** begin Records shown **

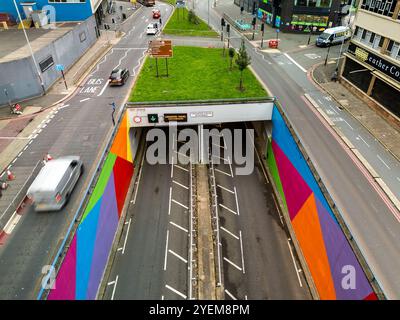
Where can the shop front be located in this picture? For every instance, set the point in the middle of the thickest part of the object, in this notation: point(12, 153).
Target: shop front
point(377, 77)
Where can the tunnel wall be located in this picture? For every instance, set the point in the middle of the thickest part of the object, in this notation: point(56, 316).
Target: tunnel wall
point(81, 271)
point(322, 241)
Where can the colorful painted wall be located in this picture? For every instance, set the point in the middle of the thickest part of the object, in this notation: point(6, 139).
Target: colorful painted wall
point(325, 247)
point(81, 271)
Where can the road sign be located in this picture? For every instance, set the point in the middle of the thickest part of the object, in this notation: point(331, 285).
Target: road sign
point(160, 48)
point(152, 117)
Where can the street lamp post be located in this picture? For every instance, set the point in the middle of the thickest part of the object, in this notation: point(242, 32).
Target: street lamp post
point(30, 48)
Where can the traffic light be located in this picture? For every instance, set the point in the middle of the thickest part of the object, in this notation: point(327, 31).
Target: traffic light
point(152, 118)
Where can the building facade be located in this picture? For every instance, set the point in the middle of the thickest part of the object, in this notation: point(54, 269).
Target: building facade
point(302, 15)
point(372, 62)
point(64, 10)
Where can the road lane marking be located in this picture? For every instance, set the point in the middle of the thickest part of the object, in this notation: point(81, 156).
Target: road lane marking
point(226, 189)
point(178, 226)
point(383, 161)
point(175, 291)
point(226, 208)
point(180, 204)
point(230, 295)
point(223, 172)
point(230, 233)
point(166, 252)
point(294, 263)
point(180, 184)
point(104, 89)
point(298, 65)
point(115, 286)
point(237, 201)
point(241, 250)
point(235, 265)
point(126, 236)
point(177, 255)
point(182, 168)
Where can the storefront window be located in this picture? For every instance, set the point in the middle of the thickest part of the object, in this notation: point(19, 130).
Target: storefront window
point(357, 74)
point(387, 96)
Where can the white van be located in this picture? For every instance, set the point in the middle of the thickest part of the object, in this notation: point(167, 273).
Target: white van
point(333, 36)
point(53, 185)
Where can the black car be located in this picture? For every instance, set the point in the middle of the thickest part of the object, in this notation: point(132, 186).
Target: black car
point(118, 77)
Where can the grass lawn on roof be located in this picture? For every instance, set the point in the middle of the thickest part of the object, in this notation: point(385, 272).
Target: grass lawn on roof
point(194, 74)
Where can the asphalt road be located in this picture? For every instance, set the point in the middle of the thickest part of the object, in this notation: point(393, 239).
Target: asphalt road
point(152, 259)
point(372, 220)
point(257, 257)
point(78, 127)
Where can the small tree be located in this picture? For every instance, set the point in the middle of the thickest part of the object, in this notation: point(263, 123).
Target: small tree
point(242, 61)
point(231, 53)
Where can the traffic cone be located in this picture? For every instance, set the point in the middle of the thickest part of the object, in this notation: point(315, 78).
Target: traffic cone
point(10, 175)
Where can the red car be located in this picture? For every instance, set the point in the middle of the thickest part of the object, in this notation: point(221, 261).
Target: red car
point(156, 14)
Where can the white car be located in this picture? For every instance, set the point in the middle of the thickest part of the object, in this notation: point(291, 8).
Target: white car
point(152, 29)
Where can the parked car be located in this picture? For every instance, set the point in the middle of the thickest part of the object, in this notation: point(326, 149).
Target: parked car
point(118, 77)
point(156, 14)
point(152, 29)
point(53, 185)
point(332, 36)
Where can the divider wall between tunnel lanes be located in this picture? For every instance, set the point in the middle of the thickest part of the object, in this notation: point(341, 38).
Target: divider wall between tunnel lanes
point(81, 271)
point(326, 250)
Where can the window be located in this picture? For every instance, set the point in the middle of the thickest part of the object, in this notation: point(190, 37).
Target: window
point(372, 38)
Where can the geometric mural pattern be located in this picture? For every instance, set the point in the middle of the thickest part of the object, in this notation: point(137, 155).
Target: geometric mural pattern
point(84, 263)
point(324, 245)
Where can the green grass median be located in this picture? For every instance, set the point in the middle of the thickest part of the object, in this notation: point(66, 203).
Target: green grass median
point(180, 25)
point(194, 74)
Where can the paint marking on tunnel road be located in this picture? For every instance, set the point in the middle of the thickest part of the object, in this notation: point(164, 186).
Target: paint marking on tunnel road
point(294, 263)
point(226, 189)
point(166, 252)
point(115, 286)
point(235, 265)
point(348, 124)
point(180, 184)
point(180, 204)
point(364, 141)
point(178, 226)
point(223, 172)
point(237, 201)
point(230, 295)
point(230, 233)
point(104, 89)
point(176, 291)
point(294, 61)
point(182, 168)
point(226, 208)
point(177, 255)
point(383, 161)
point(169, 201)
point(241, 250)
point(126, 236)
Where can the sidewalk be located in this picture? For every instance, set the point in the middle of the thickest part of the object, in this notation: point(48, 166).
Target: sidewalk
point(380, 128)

** end Records shown **

Lay out the entire listing above as a JSON list of strings, one string per line, with blank lines omitted. Leave the pictures out of the answer.

=== Finished task ===
[
  "Where can the shop front be located in this picture? For every instance, set the point in the middle of the thickest part of the object, in this notation: point(12, 153).",
  "Target: shop front",
  "point(377, 77)",
  "Where can the tunnel wall be located in this picture? For every instance, set the point in the middle of the thickest part of the object, in this notation: point(56, 316).",
  "Target: tunnel wall",
  "point(81, 271)",
  "point(322, 241)",
  "Where can the colorful painted wall be located in this picture? For every instance, set the point in the middle of the thickest part of the object, in this notation: point(6, 139).",
  "Target: colorful painted wall",
  "point(325, 247)",
  "point(81, 271)",
  "Where can the road sign be located in this picture? For every instance, set the point in the middle of the thickest part of the object, in this notation: point(331, 285).",
  "Target: road sign",
  "point(160, 48)",
  "point(152, 117)",
  "Where can the street lamp post be located in this picture? For every instance, set the point in the middle of the thickest part of the object, in this notation: point(242, 32).",
  "Target: street lamp post",
  "point(30, 48)",
  "Where can the traffic light be located in this picture? For every instance, set the point in the middle of the thickest part of the object, in this notation: point(327, 31).",
  "Target: traffic light",
  "point(152, 118)",
  "Where can the building facade be located in this picture? For every instance, set the point in the middle of the thickest part of the object, in this notation: point(54, 269).",
  "Target: building facade",
  "point(302, 15)",
  "point(372, 62)",
  "point(64, 10)",
  "Where can the road lane marking be located in this picture? For every instance, set the point in the middle of the thickest part of the object, in this notation: point(81, 156).",
  "Target: road lane marking",
  "point(226, 189)",
  "point(178, 226)",
  "point(383, 161)",
  "point(175, 291)",
  "point(226, 208)",
  "point(180, 204)",
  "point(230, 295)",
  "point(223, 172)",
  "point(230, 233)",
  "point(166, 252)",
  "point(294, 263)",
  "point(180, 184)",
  "point(104, 89)",
  "point(298, 65)",
  "point(115, 286)",
  "point(237, 201)",
  "point(241, 250)",
  "point(235, 265)",
  "point(126, 236)",
  "point(177, 255)",
  "point(182, 168)",
  "Where can the storefront window be located in this picture? For every instance, set the point in the middle of the thickest part of the object, in this notation: point(19, 130).",
  "Target: storefront window",
  "point(357, 74)",
  "point(387, 96)",
  "Where can the white van be located in this picture? For every instance, set the point in the middle of the thickest part of the object, in this notation: point(167, 273).",
  "Target: white van",
  "point(333, 36)",
  "point(53, 185)",
  "Where can the black car be located in this picture? For every instance, set the point in the middle of the thickest part of the object, in this notation: point(132, 186).",
  "Target: black car",
  "point(118, 77)",
  "Where can the grass lawn on roof be located in this picture? For every instance, set the point in the middle of the thickest part of the object, in this notation: point(385, 272).",
  "Target: grass lawn on roof",
  "point(194, 74)",
  "Where can the asphalt road be located in this picture? For every instance, set the point in the middle of the thickest part of the object, in this notation: point(393, 239).",
  "Target: asphalt road",
  "point(152, 259)",
  "point(372, 220)",
  "point(257, 257)",
  "point(78, 127)",
  "Where can the small tree be located in this picture? For every instance, set the point in the middle of the thickest part of the object, in this notation: point(263, 123).",
  "Target: small tree",
  "point(242, 61)",
  "point(231, 53)",
  "Where can the traffic cone be located in this picture? For every instance, set the point in the middle of the thickest part of the object, in this notation: point(315, 78).",
  "Target: traffic cone",
  "point(10, 175)",
  "Where can the red car be located in this picture? For every instance, set the point in the middle of the thickest part of the object, in this notation: point(221, 261).",
  "Target: red car",
  "point(156, 14)",
  "Where can the white car be located in this picture? For every instance, set the point in the middle of the thickest part of the object, in this notation: point(291, 8).",
  "Target: white car",
  "point(152, 29)",
  "Where can the parked car be located in this picture? For every instance, set the point in the middle of the thickest part of the object, in this notation: point(326, 149).",
  "Target: parked car",
  "point(118, 77)",
  "point(156, 14)",
  "point(152, 29)",
  "point(53, 185)",
  "point(332, 36)",
  "Where can the divider wall between tunnel lanes be located in this picture? For every instance, set the point in the middle of the thickest part of the object, in this notation: point(341, 38).",
  "Target: divider wall between tunnel lanes",
  "point(81, 271)",
  "point(326, 250)",
  "Where can the window be located in this picture? For every instance, set the point in the middle of the thickest part of the object, in this notation: point(190, 37).",
  "Target: window",
  "point(372, 38)",
  "Where can the geometric mural pattern be located in this picture? For every instance, set the point in the middle of the thickest part of the object, in this notation: point(137, 155).",
  "Target: geometric mural pattern",
  "point(84, 263)",
  "point(324, 245)",
  "Where can the green grass median be located in this picture? For every instance, set the point in the middle of the thickest part of the object, in this notation: point(66, 203).",
  "Target: green grass median",
  "point(180, 25)",
  "point(194, 74)",
  "Where can the paint marking on tunnel road be located in this picture? For every instance, set the point in the middle of the thickest part of the object, in this notation: point(164, 186).",
  "Target: paint marking on tunnel road",
  "point(294, 263)",
  "point(226, 189)",
  "point(166, 252)",
  "point(115, 286)",
  "point(235, 265)",
  "point(348, 124)",
  "point(180, 184)",
  "point(180, 204)",
  "point(364, 141)",
  "point(178, 226)",
  "point(223, 172)",
  "point(237, 201)",
  "point(230, 295)",
  "point(230, 233)",
  "point(104, 89)",
  "point(176, 291)",
  "point(294, 61)",
  "point(182, 168)",
  "point(226, 208)",
  "point(177, 255)",
  "point(383, 161)",
  "point(169, 201)",
  "point(241, 250)",
  "point(126, 236)",
  "Where can the sidewalk be located in this picture? For every instance, set the point in the middle of the thickest part of the object, in this notation: point(48, 166).",
  "Target: sidewalk",
  "point(380, 128)"
]